TASK DESCRIPTION:
Your answer must contain only the lines from the one containing "Thanks for the photo. Could you please mark the bat grip" through the end of the entries below, reproduced character for character.

RECORDED DATA:
▼

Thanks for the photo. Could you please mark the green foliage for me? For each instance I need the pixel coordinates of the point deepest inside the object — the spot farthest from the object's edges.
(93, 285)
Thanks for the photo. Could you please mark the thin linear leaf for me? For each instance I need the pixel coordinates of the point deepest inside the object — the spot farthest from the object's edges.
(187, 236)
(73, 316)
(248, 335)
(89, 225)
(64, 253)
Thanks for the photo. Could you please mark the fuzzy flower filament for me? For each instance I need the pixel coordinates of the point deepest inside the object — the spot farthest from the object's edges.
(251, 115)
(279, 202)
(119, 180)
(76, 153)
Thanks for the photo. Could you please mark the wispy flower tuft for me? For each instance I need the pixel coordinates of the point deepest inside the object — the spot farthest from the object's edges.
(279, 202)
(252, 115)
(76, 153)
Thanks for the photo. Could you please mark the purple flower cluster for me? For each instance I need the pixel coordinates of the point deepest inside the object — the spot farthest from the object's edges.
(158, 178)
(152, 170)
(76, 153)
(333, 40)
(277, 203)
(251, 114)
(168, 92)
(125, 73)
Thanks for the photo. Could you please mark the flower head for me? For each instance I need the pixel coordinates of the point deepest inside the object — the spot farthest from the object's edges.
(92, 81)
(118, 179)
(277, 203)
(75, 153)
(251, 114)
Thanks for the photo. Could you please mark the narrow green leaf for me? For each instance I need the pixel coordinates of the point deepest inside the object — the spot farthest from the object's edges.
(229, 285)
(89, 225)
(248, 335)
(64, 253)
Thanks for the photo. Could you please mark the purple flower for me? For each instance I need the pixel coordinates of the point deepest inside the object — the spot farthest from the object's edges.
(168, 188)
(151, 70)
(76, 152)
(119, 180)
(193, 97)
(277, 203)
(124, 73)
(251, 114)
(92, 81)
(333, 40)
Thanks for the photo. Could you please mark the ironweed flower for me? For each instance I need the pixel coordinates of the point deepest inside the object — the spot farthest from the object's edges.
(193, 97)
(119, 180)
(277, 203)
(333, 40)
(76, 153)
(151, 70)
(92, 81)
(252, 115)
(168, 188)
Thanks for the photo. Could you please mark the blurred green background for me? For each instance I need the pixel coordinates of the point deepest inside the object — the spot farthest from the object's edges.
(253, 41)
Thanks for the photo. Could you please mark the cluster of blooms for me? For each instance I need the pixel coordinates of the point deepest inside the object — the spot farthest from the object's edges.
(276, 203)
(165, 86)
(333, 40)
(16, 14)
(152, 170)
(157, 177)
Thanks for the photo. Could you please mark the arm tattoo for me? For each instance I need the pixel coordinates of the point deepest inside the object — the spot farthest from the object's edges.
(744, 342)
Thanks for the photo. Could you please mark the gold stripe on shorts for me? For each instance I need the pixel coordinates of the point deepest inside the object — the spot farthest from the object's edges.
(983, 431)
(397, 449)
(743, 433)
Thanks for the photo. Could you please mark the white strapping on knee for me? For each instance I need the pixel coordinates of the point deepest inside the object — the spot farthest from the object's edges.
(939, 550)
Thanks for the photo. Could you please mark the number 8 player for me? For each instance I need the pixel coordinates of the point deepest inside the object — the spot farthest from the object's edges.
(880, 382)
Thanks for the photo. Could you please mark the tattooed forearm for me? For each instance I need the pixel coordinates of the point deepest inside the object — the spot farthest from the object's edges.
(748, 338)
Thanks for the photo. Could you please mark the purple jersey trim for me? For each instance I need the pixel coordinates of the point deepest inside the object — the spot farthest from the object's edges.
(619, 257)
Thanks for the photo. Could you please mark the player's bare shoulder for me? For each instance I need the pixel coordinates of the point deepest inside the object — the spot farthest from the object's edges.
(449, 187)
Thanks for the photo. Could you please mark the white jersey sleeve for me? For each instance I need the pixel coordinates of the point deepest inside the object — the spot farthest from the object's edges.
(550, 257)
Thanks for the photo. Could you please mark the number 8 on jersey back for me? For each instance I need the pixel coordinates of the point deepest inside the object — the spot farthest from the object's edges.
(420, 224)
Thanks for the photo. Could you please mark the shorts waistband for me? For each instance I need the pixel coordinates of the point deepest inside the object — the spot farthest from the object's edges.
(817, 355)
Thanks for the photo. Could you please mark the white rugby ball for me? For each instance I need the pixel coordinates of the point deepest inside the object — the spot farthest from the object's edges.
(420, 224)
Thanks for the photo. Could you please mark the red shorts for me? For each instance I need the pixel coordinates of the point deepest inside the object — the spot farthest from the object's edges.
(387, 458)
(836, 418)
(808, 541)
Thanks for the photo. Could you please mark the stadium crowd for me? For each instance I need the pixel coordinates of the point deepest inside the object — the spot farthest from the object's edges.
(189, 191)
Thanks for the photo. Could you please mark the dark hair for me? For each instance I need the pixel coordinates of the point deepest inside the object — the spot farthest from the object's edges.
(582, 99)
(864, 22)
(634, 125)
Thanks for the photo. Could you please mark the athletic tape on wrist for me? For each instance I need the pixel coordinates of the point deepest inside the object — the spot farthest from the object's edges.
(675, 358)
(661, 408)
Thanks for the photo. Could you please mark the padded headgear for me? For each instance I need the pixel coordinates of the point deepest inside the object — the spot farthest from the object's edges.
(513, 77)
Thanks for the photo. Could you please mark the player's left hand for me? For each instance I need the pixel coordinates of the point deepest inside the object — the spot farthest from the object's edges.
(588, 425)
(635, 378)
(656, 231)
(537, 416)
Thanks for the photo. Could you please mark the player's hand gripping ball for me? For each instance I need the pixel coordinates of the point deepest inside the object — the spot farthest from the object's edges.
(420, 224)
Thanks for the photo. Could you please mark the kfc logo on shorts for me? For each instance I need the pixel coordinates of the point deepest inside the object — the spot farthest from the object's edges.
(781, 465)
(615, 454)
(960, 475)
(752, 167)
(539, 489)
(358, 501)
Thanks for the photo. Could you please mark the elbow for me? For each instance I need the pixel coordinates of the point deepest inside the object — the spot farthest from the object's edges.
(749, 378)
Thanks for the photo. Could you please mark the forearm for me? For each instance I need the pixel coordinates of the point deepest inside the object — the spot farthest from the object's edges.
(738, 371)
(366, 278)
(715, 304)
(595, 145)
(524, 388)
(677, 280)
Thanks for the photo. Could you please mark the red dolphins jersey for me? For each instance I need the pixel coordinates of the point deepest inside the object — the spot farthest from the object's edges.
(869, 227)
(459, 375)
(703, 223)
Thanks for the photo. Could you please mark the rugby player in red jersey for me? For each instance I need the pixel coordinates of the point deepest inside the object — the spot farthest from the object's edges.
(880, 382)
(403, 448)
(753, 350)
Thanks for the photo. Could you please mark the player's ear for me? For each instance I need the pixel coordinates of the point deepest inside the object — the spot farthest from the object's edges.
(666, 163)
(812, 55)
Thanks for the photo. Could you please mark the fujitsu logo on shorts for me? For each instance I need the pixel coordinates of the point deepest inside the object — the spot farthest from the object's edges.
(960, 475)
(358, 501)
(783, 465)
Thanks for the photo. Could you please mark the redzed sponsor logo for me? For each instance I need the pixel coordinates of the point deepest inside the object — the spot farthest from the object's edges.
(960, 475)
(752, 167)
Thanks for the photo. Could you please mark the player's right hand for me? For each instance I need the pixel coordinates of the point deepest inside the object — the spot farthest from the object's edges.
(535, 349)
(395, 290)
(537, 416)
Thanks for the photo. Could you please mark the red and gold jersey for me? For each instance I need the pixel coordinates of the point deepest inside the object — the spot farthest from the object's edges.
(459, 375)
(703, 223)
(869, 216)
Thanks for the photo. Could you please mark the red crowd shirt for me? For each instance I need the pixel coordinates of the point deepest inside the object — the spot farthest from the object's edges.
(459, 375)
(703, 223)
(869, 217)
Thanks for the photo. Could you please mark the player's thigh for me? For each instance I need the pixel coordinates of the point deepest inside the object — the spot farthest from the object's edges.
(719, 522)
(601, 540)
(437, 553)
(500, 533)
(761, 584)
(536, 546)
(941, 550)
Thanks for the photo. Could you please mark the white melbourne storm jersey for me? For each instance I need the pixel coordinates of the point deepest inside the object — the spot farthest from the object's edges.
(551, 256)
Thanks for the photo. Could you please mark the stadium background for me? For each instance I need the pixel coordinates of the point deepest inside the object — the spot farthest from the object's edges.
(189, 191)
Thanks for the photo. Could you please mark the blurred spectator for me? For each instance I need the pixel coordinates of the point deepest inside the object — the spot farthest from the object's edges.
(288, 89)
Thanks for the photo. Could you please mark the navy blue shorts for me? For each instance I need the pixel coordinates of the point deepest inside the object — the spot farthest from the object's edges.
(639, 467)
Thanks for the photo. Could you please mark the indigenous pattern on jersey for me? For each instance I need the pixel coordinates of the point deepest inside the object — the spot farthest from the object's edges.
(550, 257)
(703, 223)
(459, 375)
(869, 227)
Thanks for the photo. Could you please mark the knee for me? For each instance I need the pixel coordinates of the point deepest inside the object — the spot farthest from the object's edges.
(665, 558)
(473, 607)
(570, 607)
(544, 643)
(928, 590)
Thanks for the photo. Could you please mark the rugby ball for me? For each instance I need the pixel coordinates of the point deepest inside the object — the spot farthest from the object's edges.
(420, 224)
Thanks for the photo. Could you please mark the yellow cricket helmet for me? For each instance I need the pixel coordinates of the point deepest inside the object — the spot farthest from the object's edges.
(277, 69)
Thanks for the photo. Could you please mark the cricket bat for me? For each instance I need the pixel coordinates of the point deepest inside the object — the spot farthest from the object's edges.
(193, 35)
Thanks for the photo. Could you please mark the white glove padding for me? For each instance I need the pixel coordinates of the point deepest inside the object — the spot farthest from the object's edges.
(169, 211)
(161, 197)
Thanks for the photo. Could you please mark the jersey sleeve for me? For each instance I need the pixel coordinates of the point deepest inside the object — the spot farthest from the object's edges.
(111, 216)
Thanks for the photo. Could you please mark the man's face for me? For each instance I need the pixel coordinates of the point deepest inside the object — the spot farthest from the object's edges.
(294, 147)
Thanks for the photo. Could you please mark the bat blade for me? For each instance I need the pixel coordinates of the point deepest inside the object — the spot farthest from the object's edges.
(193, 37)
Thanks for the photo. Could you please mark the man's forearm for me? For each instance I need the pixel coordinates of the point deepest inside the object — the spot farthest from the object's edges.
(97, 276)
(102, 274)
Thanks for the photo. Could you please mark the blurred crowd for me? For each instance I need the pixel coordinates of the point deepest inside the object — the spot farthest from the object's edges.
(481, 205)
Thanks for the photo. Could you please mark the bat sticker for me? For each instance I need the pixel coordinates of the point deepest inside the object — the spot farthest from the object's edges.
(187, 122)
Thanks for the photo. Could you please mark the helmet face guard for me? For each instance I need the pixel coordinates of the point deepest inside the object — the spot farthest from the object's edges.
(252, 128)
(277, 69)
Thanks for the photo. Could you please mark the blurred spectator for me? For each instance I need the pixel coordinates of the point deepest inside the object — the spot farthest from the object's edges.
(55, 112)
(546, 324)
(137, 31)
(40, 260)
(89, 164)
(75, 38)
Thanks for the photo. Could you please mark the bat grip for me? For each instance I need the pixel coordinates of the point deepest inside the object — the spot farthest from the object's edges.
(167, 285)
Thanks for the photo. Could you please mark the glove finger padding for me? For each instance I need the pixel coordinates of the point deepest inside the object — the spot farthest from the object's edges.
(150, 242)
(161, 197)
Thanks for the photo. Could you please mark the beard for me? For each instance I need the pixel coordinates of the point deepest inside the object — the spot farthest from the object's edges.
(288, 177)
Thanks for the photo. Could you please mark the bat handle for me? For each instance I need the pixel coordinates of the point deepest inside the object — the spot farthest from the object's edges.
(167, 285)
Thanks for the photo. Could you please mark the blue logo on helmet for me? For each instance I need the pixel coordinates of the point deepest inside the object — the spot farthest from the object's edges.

▲

ANSWER BELOW:
Thanks for the photo. Could you please mark the bat grip for me? For each instance I need the pixel coordinates of the point deepest inside the object — the spot farthest from the object's edges.
(167, 285)
Thanks for the photo. Could you please mark the glove finger padding for me? For each instance I need the pixel coordinates of the point deepest inside the object — the spot farthest from the object's edges.
(150, 242)
(161, 197)
Thanks for the photo. Could you please mark the beard for me? For each instance I need the pixel coordinates of the point deepest inside the object — the spot farthest from the object's edges.
(288, 177)
Thanks for the photo. Could you please mark the bat handle for me? For each instance I need the pixel coordinates of the point deepest inside the object — the spot farthest from the object's edges.
(167, 285)
Thanks for the photo. Could you please mark the blue logo on helmet for me? For each instance I need the pixel coordinates of the point deepest inside the object — the spot farthest from the object's edges.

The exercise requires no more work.